• What to do
Extract every line of the listing below word for word, leaving out the pictures.

::::::::::

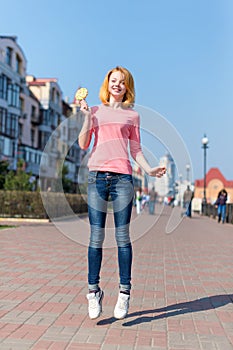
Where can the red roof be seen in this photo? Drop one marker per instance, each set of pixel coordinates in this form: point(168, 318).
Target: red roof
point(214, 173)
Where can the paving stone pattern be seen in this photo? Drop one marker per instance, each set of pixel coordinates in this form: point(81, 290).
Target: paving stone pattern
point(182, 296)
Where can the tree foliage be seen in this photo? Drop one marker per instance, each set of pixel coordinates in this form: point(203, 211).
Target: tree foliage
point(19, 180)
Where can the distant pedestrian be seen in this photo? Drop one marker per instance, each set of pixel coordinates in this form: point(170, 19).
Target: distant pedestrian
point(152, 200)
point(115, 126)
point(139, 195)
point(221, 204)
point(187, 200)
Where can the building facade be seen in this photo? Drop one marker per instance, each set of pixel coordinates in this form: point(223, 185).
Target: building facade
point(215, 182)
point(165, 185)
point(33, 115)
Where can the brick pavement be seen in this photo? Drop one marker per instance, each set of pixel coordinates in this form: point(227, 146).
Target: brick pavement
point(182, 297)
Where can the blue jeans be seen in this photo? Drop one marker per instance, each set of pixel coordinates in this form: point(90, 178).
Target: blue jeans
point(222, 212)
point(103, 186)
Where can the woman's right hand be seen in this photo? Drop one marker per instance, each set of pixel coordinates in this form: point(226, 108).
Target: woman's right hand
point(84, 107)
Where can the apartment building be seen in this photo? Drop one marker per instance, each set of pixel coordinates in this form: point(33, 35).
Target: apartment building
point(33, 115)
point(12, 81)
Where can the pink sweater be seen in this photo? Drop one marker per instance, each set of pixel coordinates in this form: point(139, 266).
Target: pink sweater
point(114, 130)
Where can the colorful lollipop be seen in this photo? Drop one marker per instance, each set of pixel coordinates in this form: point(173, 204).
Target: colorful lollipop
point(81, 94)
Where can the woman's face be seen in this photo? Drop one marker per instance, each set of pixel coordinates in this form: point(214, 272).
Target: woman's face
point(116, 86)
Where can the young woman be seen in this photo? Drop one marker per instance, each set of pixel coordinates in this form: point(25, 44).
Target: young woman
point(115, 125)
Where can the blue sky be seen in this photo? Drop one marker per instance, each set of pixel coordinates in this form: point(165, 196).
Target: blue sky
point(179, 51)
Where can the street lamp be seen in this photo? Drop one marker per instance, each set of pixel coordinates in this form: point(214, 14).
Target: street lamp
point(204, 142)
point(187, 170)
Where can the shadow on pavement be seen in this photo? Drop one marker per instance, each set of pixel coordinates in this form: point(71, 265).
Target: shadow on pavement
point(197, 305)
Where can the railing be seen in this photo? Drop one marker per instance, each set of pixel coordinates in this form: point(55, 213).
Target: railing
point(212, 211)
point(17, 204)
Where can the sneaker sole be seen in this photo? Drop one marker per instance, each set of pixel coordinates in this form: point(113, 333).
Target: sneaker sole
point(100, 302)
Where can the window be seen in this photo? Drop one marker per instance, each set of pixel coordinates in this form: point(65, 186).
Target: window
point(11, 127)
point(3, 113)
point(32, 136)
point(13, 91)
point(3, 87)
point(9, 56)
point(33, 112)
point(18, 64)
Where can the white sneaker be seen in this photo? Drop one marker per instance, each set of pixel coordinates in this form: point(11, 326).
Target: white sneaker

::::::::::

• Output for this exercise
Where can the red roof be seen in this photo? Drop one marker per instance, each set of pixel coordinates in this form: point(168, 318).
Target: red roof
point(214, 173)
Where can the paving stone pattern be seen in this photo? Drop one marker per instance, each set of pixel coordinates in this form: point(81, 290).
Target: paving stone pattern
point(182, 296)
Where can the tree foliage be seen in this photo? Drop one marker per instance, each set of pixel coordinates in this form: point(203, 211).
Target: tree foliage
point(19, 180)
Where can the distant pedestrian be seen in this photo? Drop one marker per instance, each set of pixel coordinates in this form: point(170, 19).
Target: distant pedestrian
point(152, 200)
point(115, 126)
point(139, 195)
point(221, 204)
point(187, 200)
Where can the building facade be seen in this photo? Drop one marker per instance, each set of pixel coordinates in this form: point(223, 185).
Target: building facade
point(215, 182)
point(165, 185)
point(33, 115)
Where can the brick pavement be seen in this photo? Drop one marker per instance, each set of pixel coordinates in this form: point(227, 146).
Target: brick pavement
point(182, 297)
Where can the blue jeans be seen in this photo? Drop one marker per instance, each set of pixel coordinates in this form: point(90, 178).
Target: blue jeans
point(222, 212)
point(103, 186)
Where can the woman's right hand be seen in this photo? Drop one marker per instance, each set of pixel coordinates in this form: point(226, 108).
Target: woman's right hand
point(84, 107)
Where can the apartment building be seen in this photo? Drop one marker per instance, each set of pixel coordinates in this form: point(33, 35).
Target: apartment building
point(33, 115)
point(12, 81)
Where can the pink sweater be seen in this photo? Drop one marker per instance, each set of pixel coordinates in this form: point(139, 266).
Target: pink sweater
point(114, 130)
Where can the colorful lollipop be seen in this photo? Drop one marker per instance, each set of pixel coordinates in this form: point(173, 204).
Target: colorful lollipop
point(81, 94)
Where can the woman's face be seen in this photo? Drop one marker per instance, each set of pixel coordinates in this form: point(214, 272).
Target: woman's face
point(116, 86)
Where can the young woman be seen in this photo? Drop one marker per instance, each set of pixel coordinates in this form: point(25, 44).
Target: young woman
point(115, 125)
Where can the blue sky be seen in this photo? Drop one marker per instance, each set of pixel coordinates in this form: point(165, 196).
Target: blue sky
point(179, 51)
Where can the street lamp be seen in this photo? Drop one marker per instance, each set of pixel coordinates in this form: point(214, 14).
Target: street lamp
point(204, 142)
point(187, 170)
Where can the shadow on pavement be seen in this photo? Drop one marker per instance, each set of pixel coordinates in this form: point(71, 265).
Target: shadow on pavement
point(197, 305)
Where can the railing be seen in this photo? Drop one marker per instance, each set of pixel coordinates in this form: point(55, 213).
Target: railing
point(212, 211)
point(17, 204)
Where can the sneaker sole be seen in this photo? Drop one marker per instance, each set of pixel coordinates in this form: point(113, 333).
Target: sneaker sole
point(100, 302)
Where can the window be seen in this photo? Drop one marker per instance, each set of pixel coordinates in this form: point(65, 186).
Target: window
point(11, 127)
point(3, 113)
point(32, 136)
point(13, 91)
point(3, 87)
point(9, 56)
point(33, 112)
point(18, 64)
Where can the white sneaker be seen in this photo? Drop one marker per instance, each set of pixel coordinates in this form: point(11, 326).
Target: white sneaker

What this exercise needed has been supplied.